● Given task
Copy the rows below verbatim, beginning with the line that contains "white wristband, one" and continuing through the final row, with both ends included.

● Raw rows
— START —
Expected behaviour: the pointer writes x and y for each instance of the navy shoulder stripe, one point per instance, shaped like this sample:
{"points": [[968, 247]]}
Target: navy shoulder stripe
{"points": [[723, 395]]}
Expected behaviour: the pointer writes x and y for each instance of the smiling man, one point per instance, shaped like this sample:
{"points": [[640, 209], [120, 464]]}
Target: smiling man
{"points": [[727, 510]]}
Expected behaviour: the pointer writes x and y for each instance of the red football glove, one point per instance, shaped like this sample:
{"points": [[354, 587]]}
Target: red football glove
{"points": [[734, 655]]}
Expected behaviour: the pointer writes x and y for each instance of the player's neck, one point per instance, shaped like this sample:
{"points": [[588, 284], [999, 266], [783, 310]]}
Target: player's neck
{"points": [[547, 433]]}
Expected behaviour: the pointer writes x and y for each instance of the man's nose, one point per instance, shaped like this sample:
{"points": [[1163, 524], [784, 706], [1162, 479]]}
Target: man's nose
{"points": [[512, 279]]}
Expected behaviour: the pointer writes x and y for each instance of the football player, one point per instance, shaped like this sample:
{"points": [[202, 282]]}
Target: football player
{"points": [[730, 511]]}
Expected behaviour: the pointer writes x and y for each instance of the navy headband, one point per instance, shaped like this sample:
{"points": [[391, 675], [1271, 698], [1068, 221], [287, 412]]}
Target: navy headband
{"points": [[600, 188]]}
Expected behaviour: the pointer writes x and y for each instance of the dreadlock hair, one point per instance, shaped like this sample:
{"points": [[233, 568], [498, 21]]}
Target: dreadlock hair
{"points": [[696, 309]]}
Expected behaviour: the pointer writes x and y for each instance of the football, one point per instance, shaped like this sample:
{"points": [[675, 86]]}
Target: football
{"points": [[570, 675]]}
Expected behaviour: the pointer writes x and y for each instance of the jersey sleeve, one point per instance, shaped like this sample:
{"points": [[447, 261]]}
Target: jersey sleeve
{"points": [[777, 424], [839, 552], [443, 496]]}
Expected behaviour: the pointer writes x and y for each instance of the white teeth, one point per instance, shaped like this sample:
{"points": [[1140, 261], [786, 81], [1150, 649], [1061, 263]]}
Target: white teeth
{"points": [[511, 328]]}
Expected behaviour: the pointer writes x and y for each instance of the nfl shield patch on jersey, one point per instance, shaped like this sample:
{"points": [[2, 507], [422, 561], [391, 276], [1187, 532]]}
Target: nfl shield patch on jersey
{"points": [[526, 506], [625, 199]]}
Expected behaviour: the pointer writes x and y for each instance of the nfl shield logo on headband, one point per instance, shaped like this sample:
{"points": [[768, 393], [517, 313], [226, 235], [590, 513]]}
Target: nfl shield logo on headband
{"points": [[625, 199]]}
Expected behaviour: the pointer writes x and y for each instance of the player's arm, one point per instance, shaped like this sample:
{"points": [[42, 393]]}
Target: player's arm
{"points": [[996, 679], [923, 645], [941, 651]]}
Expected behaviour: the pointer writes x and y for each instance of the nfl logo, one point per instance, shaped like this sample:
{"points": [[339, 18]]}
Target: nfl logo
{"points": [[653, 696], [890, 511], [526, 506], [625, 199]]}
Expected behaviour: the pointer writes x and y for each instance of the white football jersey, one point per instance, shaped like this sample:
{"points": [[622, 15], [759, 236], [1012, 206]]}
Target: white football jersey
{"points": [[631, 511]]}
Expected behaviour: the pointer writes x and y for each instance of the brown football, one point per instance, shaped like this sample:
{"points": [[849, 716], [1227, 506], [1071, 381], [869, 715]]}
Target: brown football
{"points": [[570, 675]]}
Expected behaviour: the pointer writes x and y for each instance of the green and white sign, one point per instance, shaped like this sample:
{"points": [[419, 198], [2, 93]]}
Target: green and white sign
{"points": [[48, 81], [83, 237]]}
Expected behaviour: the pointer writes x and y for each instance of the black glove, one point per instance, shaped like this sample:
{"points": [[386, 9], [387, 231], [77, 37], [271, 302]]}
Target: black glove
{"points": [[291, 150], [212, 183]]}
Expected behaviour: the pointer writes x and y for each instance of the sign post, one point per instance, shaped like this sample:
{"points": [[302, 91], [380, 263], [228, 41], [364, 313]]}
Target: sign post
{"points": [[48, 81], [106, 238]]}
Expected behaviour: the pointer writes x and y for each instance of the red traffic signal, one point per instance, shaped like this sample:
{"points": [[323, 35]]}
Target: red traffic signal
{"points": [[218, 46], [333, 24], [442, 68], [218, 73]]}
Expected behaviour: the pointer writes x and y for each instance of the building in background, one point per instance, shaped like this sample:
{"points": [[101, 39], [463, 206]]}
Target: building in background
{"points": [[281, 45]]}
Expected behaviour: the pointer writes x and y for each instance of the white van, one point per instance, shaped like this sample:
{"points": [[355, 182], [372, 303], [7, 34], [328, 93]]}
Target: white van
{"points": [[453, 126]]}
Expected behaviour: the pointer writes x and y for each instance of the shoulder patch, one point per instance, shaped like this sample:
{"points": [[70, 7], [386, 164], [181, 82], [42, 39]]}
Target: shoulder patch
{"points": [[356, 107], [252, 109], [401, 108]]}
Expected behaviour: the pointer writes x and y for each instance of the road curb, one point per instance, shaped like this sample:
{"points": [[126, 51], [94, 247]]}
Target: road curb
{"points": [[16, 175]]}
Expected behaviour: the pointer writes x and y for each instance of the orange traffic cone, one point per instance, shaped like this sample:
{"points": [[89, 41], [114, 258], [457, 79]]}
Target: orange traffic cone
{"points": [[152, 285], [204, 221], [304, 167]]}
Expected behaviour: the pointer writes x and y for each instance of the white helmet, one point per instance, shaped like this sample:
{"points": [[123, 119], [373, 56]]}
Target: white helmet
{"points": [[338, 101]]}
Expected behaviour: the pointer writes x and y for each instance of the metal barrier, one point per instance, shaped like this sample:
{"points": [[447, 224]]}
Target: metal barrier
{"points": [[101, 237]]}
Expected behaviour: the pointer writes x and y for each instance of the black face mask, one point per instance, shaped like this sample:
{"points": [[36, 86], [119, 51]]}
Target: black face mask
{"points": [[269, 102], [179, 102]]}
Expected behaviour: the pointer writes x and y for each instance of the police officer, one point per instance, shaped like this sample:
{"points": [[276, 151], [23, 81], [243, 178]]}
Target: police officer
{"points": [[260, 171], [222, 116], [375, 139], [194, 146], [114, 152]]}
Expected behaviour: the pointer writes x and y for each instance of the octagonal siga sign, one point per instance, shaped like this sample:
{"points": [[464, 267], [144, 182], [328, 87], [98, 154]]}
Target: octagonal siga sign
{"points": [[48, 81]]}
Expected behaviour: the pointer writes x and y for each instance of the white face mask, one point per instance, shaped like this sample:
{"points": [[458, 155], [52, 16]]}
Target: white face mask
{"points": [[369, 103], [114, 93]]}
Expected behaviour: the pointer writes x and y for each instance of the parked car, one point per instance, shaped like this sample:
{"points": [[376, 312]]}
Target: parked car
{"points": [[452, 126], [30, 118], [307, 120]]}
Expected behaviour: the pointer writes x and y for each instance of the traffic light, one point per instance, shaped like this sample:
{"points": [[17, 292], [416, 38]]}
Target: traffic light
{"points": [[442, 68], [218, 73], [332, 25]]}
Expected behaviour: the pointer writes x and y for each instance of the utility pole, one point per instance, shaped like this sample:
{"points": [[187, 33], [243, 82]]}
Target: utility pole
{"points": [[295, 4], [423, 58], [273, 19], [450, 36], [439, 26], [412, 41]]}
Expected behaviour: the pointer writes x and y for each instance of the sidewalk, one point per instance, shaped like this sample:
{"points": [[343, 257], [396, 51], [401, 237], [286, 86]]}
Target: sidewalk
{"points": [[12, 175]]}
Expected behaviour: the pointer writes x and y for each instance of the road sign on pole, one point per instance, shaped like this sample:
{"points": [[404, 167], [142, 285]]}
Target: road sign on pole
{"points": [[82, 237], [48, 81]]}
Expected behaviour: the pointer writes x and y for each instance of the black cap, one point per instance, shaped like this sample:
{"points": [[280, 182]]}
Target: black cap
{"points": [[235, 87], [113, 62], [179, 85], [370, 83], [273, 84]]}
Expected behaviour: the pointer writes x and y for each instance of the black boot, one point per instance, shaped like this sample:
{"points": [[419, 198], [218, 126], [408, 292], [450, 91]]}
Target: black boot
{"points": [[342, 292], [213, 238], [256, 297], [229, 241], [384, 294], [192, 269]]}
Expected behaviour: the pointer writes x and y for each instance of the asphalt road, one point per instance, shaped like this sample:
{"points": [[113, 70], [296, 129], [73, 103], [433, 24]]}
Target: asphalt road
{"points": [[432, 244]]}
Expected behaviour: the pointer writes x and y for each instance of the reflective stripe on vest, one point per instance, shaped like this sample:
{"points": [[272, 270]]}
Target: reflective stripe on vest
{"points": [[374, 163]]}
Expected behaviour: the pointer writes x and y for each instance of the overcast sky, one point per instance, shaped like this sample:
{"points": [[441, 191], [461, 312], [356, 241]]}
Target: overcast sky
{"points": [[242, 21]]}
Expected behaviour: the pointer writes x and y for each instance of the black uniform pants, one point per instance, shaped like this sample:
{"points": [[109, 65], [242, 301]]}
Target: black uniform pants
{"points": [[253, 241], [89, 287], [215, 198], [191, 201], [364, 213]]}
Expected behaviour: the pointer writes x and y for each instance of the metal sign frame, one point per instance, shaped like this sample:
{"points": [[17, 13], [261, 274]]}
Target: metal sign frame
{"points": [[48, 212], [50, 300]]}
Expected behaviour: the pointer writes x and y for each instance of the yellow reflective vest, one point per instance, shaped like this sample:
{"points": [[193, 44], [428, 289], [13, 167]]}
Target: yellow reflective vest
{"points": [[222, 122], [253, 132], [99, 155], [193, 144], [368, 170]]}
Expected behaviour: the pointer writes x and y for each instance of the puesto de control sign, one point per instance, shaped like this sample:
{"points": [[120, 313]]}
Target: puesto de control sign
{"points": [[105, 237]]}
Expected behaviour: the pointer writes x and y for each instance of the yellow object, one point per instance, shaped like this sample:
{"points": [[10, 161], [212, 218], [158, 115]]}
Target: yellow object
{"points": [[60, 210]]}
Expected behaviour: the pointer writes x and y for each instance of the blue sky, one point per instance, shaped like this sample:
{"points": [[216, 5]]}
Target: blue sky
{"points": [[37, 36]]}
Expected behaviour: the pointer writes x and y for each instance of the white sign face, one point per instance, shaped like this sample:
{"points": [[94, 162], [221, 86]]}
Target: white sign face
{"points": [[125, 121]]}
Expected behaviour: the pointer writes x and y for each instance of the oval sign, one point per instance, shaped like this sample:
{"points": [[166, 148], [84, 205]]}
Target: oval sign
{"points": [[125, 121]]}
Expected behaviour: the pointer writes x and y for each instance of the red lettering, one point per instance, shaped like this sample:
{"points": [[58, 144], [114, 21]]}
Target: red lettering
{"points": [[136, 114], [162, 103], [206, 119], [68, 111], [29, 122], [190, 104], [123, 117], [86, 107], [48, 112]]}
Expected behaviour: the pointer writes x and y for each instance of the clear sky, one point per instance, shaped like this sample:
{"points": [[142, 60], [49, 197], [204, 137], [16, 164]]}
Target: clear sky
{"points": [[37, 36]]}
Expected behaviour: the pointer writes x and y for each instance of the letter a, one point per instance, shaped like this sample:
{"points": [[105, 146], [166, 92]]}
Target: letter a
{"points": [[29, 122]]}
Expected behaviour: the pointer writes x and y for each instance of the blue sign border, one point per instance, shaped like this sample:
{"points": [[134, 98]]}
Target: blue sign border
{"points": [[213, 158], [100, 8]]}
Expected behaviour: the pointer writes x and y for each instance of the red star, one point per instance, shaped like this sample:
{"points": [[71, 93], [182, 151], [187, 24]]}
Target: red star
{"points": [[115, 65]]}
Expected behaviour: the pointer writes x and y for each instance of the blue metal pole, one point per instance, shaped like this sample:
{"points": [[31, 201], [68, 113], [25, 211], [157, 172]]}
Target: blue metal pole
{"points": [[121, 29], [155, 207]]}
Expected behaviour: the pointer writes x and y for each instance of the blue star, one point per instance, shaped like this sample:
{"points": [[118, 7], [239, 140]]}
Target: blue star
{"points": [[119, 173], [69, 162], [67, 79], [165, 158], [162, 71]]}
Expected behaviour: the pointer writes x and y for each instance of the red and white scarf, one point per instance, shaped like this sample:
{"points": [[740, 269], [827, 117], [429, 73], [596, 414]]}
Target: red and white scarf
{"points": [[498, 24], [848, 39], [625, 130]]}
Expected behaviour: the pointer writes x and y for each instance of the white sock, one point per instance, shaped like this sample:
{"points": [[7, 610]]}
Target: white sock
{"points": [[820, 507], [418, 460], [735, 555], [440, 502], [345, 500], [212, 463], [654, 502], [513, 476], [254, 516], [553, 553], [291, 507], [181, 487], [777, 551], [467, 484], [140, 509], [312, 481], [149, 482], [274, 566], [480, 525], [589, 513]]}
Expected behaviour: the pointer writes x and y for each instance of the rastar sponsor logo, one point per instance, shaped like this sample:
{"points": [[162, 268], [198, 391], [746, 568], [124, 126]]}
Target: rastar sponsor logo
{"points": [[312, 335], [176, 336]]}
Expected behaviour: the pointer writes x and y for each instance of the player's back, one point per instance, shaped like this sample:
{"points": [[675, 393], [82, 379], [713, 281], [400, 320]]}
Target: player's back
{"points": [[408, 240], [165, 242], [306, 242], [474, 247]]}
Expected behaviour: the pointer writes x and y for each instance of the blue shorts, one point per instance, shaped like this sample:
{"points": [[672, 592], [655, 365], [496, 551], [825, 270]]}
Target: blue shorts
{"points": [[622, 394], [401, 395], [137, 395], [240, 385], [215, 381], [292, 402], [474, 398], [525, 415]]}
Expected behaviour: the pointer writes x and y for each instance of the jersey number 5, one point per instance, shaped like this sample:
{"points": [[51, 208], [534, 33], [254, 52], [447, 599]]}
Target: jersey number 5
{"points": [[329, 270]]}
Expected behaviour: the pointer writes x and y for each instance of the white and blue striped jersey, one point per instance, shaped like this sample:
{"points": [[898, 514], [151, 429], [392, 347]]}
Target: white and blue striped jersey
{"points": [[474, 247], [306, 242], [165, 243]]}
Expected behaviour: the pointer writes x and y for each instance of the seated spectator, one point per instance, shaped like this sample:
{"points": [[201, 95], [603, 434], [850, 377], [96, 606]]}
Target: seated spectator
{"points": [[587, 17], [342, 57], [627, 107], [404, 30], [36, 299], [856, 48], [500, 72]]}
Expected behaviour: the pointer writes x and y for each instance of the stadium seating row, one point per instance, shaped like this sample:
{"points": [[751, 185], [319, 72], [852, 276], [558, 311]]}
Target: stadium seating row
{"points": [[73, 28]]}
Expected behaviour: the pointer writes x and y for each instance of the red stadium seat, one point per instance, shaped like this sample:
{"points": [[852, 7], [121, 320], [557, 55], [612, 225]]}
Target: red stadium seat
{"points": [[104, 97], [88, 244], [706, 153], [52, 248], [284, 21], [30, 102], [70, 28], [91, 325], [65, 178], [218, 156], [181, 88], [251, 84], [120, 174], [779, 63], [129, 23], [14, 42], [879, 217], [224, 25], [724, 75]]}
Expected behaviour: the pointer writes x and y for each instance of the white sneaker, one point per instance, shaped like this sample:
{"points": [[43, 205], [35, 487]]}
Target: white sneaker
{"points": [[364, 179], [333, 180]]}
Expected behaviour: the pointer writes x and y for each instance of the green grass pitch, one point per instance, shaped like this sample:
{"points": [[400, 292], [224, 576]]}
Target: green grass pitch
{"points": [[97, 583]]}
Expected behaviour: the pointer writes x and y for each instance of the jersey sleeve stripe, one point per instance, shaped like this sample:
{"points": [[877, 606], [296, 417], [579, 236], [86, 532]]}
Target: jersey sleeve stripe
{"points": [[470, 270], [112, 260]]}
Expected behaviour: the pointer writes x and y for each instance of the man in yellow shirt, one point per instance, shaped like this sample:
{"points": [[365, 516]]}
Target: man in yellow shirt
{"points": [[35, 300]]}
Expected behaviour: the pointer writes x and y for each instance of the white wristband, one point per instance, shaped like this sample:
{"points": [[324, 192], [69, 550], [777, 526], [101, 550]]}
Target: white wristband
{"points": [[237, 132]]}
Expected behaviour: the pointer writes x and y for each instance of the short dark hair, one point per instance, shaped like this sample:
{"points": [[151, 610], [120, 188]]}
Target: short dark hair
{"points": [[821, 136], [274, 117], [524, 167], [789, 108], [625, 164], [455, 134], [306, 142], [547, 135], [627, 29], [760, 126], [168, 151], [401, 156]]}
— END —
● Answer in full
Expected behaviour: the pointer writes x and y for each instance of the white wristband, one point per instance, shaped like this sample:
{"points": [[324, 192], [69, 550], [777, 526], [101, 550]]}
Target: white wristband
{"points": [[237, 132]]}
Expected behaviour: the pointer writes x and y for each instance of the short dark hair, one point per instance, shaped like this sample:
{"points": [[151, 610], [120, 188]]}
Target: short dark hair
{"points": [[821, 136], [274, 117], [524, 167], [789, 108], [625, 164], [455, 134], [306, 142], [547, 135], [627, 29], [760, 126], [168, 151], [401, 156]]}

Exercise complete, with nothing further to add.